* [TEXTE SOURCE]:
Aujourd’hui, je me souviens…

 

Je me trouvais au milieu de l’océan Atlantique, 40e jour sans escale, et nous allions y rester deux mois sans toucher terre.
Dernière traversée en mer, à bord de ma jonque vietnamienne Sao Mai (Etoile du Matin), pour « tenter » de rentrer en France, entre Saigon et Brest qui nous attendait pour la rencontre des Vieux gréements.

Mais voilà… les vents et l’océan en avaient décidé autrement… Dépressions sur dépressions (terme météorologique marin) s’accumulaient sur nous. Le carnet de bord se remplissait ainsi. A bord, ma soeur, mon père et Michaël mon compagnon à l’époque.
Résonance avec notre retraite aujourd’hui.

 

Extrait « Pour les yeux d’une jonque », éditions Glénat. Peut-être que ces lignes résonneront en vous aujourd’hui.

 

🌊Extrait du carnet de Michaël

36 jOURS QUE NOUS AVONS QUITTÉ la Guadeloupe, et 5 mois en mer presque sans interruption. 650 000 milles nous séparent de Brest. Temps couvert, grandes lames qui courent à travers l’océan. Nous épaulons la mer par bâbord, et Sao Mai encaisse de violents chocs lorsque les vagues explosent sur les pavois, submergeant les passavants. Parfois, l’une d’entre elle s’engouffre dans l’écoutille au vent et submerge l’intérieur du bateau. Rien ne sèche plus depuis longtemps. Notre 12e dépression passe.

* [SUJET À TRAITER]:
Recopiez le passage du récit de traversée qui commence par les mots « Dernière traversée en » et s'achève sur « en vous aujourd’hui. », en renommant « jonque » en « goélette ».

* [DONNÉES FOURNIES]:
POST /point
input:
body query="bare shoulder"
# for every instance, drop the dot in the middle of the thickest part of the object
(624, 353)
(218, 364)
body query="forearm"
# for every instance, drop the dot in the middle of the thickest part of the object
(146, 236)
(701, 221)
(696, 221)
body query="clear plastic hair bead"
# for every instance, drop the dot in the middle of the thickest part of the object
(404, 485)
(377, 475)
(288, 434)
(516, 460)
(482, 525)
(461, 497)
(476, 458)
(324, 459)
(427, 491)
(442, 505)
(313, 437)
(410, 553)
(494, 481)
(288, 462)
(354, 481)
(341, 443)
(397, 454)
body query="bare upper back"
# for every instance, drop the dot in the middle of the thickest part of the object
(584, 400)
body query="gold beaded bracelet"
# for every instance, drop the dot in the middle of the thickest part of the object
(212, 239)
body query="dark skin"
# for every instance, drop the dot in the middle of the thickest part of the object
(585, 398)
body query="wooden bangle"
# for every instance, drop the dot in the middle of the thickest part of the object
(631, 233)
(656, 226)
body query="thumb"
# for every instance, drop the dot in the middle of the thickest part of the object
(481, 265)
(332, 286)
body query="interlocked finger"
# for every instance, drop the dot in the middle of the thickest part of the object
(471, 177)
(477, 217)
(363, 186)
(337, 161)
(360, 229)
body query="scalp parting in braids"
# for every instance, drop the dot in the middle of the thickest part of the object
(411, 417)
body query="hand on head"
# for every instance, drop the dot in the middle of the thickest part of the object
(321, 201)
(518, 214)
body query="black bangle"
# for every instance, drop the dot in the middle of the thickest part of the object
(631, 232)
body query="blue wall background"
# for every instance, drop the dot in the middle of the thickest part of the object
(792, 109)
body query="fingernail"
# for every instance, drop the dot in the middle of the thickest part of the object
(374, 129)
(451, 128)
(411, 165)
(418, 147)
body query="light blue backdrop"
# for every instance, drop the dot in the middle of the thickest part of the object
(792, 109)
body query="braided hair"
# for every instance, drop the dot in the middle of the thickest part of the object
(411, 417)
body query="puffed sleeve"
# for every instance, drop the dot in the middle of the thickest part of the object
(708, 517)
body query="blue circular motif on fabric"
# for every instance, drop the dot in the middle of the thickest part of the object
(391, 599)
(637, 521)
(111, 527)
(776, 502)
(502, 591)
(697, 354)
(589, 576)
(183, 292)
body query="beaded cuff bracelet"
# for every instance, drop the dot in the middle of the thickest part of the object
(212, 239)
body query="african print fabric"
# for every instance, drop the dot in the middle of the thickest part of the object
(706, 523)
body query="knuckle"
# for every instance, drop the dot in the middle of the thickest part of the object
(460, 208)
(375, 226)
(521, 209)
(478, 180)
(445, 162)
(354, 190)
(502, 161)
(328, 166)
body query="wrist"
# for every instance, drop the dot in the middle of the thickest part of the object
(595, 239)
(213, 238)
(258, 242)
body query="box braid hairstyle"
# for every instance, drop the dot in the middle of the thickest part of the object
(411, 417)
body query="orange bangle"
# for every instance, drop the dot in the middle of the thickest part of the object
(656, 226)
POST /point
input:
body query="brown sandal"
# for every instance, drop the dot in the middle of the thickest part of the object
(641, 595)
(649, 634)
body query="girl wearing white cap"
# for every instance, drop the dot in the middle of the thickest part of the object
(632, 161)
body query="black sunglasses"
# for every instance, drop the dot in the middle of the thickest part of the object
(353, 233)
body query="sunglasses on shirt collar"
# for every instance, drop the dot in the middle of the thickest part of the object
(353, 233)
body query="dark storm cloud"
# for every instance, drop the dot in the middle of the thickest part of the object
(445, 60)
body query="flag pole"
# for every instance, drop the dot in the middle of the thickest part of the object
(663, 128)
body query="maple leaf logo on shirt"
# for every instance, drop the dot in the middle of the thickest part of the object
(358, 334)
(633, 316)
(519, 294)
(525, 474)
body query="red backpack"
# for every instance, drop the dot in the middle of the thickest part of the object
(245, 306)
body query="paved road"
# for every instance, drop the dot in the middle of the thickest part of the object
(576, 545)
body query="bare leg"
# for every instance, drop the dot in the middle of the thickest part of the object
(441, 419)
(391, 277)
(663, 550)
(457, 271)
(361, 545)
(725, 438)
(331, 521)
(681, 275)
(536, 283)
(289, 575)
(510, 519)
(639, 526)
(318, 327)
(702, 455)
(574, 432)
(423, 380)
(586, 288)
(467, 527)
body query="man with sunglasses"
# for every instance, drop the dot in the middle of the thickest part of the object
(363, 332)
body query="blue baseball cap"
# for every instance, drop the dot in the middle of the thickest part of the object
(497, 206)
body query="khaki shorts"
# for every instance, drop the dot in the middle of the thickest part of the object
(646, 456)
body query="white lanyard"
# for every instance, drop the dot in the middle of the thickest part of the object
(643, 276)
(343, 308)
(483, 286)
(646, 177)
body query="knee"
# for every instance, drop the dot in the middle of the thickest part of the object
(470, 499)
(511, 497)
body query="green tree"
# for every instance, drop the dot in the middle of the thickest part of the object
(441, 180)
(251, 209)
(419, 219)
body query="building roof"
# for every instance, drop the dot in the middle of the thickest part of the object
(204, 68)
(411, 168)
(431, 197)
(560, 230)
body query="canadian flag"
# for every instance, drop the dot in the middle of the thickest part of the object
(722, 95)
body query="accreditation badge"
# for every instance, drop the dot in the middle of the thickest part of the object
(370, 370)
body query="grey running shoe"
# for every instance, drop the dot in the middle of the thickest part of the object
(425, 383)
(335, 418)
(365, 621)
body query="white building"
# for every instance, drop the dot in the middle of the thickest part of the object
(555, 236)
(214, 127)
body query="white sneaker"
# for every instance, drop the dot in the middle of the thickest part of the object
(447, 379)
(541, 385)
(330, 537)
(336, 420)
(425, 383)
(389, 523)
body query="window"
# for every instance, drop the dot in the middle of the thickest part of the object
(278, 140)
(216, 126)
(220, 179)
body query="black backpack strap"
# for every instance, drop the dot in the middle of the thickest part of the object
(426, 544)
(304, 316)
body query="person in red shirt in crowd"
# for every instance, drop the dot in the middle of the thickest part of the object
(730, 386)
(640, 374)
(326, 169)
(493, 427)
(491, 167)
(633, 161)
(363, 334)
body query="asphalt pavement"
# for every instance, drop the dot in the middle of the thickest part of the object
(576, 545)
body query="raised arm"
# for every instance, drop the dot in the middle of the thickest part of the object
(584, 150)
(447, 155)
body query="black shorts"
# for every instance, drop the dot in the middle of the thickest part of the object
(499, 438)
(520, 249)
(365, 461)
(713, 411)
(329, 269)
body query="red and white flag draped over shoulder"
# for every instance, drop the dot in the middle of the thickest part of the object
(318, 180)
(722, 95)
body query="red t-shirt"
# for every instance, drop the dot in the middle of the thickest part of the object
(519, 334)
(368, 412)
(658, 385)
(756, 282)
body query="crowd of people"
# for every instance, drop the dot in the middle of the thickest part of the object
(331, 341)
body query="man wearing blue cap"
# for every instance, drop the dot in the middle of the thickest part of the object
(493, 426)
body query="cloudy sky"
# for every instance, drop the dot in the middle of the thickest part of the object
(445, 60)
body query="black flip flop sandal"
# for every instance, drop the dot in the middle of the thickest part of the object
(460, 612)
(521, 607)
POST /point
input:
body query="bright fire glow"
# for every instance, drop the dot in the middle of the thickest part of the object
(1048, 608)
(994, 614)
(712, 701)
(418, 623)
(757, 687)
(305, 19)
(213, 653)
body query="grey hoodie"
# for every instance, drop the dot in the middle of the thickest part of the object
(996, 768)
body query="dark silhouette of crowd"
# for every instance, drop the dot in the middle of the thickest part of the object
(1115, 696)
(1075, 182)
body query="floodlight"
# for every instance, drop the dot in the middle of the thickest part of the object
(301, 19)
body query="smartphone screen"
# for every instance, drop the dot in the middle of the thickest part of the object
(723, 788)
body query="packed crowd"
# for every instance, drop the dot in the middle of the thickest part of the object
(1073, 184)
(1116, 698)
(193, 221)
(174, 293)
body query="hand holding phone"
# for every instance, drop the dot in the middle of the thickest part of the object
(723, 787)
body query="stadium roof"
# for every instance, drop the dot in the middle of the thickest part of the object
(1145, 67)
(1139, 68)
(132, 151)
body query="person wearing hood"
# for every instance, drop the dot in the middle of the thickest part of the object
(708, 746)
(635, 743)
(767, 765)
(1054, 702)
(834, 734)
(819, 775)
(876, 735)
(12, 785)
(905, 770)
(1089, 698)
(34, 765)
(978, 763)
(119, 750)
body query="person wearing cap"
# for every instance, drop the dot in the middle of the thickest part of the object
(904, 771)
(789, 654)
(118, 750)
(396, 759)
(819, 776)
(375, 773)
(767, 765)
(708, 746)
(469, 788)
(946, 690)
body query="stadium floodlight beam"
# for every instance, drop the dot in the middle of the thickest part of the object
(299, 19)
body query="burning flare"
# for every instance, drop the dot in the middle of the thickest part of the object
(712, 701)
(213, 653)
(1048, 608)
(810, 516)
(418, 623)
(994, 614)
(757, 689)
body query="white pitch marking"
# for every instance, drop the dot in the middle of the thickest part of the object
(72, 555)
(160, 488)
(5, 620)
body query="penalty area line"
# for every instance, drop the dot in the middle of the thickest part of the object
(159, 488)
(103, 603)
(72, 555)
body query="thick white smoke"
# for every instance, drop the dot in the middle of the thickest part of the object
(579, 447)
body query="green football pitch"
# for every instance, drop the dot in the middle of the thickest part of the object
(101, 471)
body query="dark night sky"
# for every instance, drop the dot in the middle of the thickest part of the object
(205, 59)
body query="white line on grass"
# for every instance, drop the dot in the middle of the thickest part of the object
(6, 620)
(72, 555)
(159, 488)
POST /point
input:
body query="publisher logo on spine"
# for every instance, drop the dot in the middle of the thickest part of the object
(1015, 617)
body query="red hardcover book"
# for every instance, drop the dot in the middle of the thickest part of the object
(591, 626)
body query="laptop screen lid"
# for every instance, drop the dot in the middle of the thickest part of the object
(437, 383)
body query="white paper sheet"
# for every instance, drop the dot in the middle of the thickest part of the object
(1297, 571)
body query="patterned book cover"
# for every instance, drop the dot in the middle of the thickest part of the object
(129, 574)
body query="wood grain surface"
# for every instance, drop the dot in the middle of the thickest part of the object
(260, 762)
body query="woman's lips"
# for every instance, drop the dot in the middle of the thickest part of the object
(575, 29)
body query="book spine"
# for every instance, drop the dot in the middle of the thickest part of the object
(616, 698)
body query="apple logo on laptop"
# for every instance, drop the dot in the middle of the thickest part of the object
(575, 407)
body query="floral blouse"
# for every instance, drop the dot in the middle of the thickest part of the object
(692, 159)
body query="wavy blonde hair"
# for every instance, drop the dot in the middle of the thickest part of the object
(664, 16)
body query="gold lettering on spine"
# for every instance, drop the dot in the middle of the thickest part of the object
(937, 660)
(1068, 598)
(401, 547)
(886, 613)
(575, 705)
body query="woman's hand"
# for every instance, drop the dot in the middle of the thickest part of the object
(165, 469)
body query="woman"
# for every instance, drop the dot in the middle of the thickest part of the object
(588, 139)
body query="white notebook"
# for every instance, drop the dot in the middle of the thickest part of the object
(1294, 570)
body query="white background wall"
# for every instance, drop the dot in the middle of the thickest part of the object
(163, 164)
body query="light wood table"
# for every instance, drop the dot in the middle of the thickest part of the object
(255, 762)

* [RÉPONSE RÉDIGÉE]:
Dernière traversée en mer, à bord de ma goélette vietnamienne Sao Mai (Etoile du Matin), pour « tenter » de rentrer en France, entre Saigon et Brest qui nous attendait pour la rencontre des Vieux gréements.

Mais voilà… les vents et l’océan en avaient décidé autrement… Dépressions sur dépressions (terme météorologique marin) s’accumulaient sur nous. Le carnet de bord se remplissait ainsi. A bord, ma soeur, mon père et Michaël mon compagnon à l’époque.
Résonance avec notre retraite aujourd’hui.

 

Extrait « Pour les yeux d’une goélette », éditions Glénat. Peut-être que ces lignes résonneront en vous aujourd’hui.